What to work on ::
Which of the rows below contain the word "lattice"? Copy each such line in full.

Given records ::
— Begin —

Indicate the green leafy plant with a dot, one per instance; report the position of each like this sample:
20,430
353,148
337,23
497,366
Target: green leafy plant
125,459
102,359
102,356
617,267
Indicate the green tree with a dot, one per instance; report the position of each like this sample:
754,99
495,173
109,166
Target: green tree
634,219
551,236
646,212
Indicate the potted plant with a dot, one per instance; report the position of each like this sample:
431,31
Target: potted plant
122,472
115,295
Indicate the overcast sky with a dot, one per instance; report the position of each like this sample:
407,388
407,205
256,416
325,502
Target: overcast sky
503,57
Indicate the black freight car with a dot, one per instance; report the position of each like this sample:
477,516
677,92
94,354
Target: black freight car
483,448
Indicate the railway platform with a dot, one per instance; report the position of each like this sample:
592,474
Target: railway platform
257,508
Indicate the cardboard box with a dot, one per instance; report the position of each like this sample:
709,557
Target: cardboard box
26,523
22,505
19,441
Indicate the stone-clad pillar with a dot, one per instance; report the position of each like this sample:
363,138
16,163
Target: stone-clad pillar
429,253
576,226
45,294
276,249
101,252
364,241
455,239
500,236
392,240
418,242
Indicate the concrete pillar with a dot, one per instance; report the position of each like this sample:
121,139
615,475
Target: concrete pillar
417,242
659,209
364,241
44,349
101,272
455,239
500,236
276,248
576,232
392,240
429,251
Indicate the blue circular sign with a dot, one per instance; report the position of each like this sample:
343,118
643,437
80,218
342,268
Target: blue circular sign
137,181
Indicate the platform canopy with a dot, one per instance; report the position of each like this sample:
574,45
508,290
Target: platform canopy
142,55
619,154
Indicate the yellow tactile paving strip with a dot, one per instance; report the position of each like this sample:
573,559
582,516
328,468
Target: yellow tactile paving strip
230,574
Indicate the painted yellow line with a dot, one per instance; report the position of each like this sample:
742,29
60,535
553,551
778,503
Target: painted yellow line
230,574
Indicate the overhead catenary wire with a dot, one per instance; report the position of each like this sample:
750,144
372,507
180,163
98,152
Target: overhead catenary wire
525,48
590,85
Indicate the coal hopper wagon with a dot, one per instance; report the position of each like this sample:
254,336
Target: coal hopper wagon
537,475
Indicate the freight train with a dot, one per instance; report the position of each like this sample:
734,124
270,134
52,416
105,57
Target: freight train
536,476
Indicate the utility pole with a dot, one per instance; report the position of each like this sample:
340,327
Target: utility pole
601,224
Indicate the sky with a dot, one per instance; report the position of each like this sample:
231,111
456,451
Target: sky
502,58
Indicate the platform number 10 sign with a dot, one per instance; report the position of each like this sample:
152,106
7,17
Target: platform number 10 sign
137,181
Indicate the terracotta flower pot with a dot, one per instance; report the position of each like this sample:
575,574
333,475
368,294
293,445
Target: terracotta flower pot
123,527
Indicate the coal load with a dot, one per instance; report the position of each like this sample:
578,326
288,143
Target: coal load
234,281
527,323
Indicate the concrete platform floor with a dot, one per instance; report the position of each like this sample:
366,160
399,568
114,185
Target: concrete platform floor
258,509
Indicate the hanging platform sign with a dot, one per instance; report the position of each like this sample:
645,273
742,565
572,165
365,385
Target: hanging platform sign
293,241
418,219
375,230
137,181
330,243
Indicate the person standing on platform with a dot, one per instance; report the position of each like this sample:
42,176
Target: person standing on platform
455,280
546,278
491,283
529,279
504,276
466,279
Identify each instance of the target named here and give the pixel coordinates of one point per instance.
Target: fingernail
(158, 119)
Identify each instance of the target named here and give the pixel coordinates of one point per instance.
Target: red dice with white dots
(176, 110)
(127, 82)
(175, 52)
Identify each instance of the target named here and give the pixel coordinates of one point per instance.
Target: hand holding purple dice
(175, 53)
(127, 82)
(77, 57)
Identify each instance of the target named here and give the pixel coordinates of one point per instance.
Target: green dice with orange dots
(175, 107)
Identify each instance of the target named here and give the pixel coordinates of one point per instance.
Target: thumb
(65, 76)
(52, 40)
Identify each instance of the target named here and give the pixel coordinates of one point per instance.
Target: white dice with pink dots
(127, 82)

— End —
— Begin —

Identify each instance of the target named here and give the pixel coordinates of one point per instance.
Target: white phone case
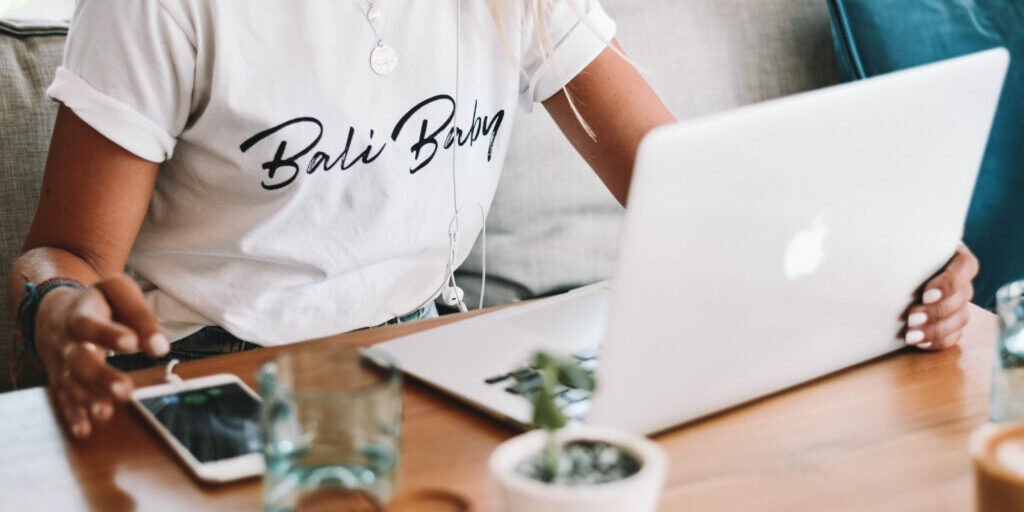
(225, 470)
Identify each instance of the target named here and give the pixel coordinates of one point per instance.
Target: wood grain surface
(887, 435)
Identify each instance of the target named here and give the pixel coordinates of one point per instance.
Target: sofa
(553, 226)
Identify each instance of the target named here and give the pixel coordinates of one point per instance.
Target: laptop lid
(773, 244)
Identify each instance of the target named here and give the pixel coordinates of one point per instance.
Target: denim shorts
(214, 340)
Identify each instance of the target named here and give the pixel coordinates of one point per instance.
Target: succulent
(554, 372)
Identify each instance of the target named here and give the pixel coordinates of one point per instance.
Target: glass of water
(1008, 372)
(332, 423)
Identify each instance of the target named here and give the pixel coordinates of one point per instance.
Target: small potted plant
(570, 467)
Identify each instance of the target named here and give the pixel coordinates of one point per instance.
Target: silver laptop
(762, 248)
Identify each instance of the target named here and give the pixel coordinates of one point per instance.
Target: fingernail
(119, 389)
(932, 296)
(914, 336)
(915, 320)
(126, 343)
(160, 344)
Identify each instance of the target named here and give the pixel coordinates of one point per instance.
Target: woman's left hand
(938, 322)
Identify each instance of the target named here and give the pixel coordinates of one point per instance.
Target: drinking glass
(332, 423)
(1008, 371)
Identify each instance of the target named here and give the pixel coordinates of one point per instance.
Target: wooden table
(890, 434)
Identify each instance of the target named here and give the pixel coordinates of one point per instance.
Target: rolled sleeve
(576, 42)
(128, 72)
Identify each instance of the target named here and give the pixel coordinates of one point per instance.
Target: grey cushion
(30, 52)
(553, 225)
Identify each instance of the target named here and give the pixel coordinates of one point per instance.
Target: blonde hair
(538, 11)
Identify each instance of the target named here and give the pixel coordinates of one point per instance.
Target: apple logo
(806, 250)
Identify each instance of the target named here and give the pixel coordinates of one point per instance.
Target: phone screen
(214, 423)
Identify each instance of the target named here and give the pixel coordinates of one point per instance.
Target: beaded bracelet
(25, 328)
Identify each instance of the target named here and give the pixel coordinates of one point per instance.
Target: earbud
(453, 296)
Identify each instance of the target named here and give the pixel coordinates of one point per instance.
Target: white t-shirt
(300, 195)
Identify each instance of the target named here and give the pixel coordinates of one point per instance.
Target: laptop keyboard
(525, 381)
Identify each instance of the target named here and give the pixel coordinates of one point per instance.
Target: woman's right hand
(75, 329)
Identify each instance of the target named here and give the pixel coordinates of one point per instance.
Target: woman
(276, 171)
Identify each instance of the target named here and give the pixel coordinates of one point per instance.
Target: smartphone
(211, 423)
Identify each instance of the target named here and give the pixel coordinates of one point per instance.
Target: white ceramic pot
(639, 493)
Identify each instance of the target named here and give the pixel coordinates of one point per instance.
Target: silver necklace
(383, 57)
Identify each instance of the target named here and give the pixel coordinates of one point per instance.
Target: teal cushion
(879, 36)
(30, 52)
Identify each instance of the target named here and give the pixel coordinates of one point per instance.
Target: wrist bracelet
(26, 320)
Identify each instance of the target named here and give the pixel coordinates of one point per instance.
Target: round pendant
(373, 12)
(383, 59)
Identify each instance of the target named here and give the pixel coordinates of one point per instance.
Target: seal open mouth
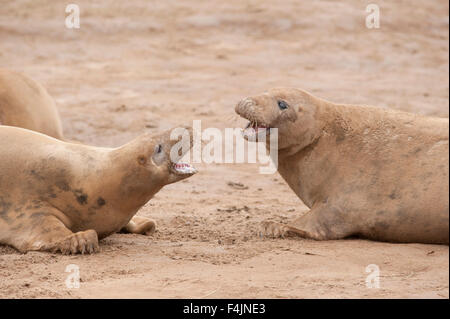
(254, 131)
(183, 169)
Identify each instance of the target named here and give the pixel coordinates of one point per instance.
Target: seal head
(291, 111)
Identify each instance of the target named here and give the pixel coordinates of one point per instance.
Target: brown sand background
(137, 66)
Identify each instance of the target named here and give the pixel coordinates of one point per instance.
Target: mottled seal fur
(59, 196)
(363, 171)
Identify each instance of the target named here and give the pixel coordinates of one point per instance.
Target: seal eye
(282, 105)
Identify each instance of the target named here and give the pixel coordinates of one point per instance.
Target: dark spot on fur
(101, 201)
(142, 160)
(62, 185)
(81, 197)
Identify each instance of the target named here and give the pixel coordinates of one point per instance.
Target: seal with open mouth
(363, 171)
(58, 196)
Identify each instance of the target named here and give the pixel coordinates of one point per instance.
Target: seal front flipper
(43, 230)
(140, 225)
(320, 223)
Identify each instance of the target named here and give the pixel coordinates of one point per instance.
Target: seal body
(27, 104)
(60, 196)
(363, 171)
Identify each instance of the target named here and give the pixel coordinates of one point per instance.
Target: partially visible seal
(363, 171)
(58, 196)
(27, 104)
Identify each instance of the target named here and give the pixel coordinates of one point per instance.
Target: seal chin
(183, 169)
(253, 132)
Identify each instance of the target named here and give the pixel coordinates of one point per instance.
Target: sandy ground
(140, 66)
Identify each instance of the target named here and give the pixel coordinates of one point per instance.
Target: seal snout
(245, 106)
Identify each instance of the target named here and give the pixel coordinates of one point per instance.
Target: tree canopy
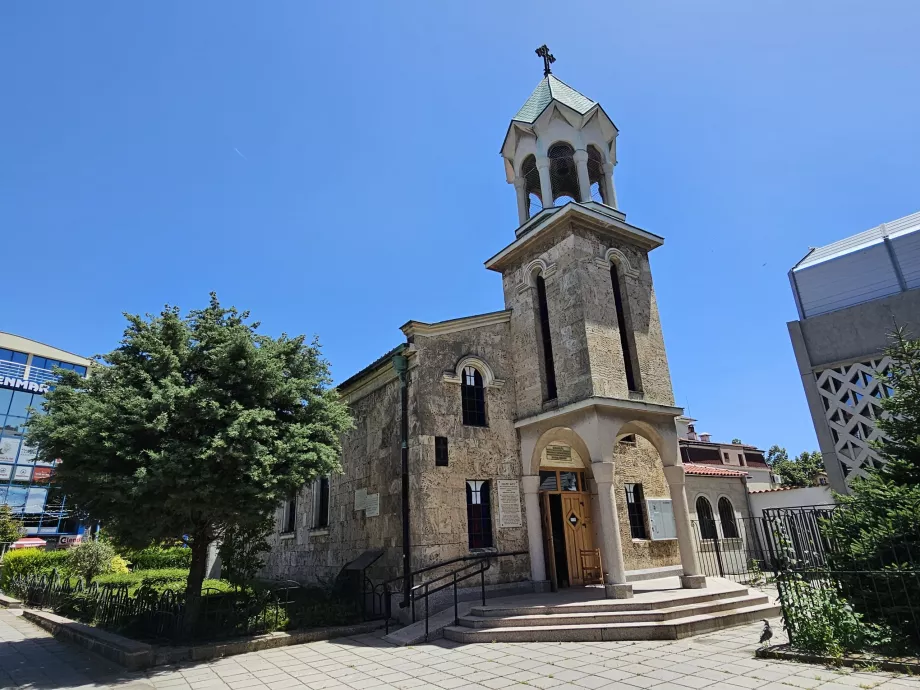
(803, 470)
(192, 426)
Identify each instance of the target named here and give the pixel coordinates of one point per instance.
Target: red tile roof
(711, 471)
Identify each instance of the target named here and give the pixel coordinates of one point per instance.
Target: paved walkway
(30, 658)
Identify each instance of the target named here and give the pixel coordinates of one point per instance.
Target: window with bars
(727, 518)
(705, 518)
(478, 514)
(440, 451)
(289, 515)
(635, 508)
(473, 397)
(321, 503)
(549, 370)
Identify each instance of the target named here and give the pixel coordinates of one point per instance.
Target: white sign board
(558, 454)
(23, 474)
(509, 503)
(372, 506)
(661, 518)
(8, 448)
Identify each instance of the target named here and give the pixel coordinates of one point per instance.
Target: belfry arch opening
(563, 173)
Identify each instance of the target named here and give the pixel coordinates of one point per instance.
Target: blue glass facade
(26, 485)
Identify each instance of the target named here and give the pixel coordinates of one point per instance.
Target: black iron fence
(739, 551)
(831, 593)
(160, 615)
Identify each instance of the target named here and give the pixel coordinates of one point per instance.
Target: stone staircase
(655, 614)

— End —
— Begin —

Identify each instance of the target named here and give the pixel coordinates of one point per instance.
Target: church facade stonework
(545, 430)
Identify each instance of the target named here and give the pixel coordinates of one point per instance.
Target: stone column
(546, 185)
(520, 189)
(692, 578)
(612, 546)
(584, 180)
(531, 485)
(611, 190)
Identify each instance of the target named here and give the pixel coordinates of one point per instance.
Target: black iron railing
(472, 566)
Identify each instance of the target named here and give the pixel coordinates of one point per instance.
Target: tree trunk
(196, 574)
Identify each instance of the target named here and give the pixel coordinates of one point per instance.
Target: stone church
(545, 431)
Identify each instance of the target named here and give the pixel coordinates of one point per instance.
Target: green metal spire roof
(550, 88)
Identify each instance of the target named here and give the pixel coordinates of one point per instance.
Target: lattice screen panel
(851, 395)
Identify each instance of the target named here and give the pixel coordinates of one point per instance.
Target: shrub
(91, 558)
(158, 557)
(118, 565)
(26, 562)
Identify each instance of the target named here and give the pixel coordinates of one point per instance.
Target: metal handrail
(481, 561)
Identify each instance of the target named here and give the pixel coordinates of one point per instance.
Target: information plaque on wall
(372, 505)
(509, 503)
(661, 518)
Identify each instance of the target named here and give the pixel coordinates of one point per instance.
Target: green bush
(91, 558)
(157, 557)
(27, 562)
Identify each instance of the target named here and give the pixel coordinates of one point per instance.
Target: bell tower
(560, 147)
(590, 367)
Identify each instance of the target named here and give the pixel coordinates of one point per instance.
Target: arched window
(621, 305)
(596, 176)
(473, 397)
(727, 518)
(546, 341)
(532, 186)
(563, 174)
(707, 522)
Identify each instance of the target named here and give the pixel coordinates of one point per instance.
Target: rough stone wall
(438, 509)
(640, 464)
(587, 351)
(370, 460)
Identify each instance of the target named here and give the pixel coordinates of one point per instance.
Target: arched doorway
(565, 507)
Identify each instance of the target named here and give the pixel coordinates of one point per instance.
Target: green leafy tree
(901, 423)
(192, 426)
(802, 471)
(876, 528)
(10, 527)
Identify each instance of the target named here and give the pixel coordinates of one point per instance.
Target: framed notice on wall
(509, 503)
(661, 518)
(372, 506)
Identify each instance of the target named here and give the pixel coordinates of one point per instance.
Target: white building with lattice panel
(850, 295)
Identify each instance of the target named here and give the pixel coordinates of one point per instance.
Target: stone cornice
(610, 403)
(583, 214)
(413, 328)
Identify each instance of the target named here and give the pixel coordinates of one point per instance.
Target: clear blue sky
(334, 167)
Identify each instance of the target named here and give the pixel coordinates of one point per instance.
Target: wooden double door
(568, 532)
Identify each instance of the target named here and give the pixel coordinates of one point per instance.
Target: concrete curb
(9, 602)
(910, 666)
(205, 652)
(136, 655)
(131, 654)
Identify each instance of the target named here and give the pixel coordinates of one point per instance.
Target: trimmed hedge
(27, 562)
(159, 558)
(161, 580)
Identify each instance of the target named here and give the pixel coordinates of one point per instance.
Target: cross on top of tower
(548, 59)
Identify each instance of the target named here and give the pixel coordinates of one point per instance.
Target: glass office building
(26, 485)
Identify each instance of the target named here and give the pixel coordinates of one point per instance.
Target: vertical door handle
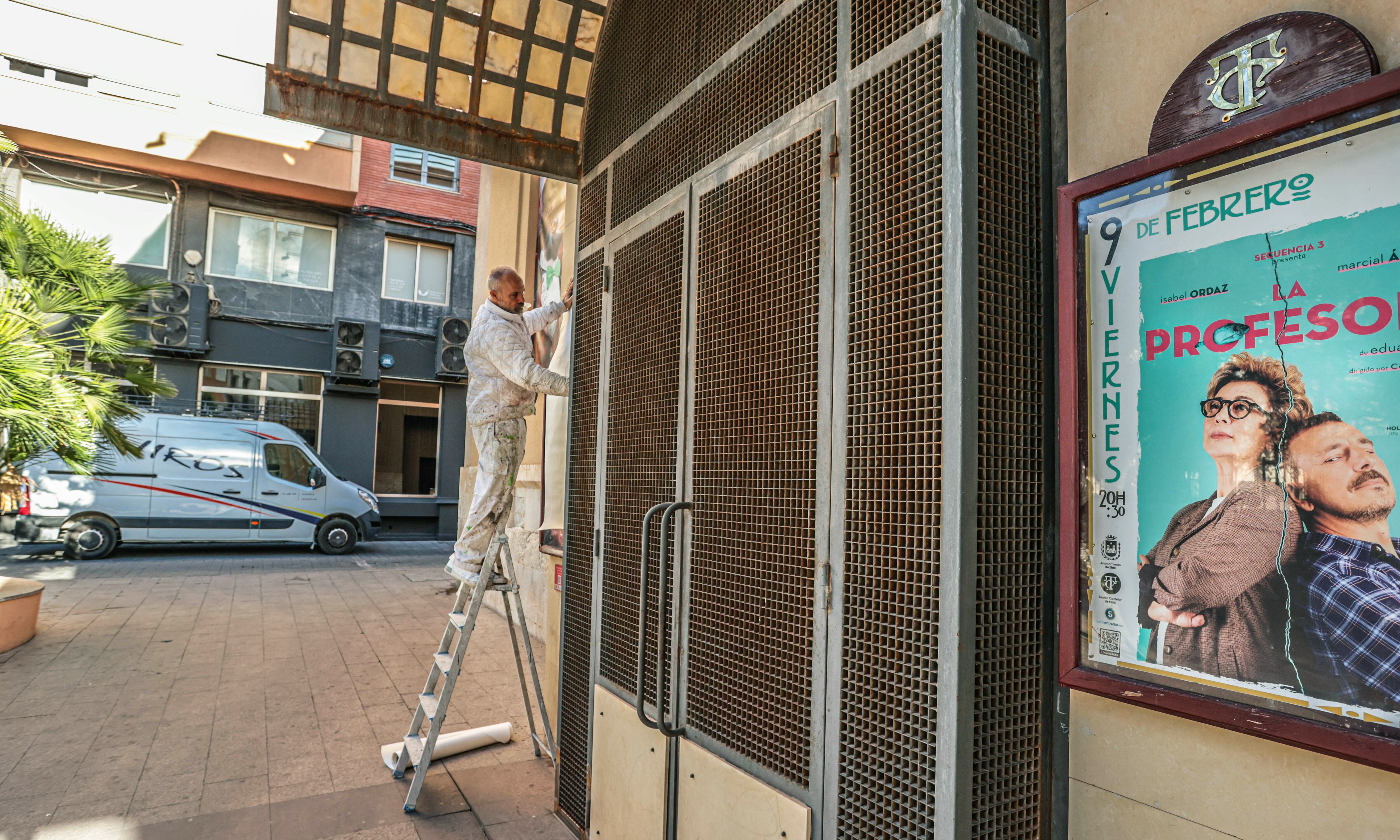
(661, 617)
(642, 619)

— End —

Exercise output ::
Target: lattice screen panel
Target: white building with lattice panel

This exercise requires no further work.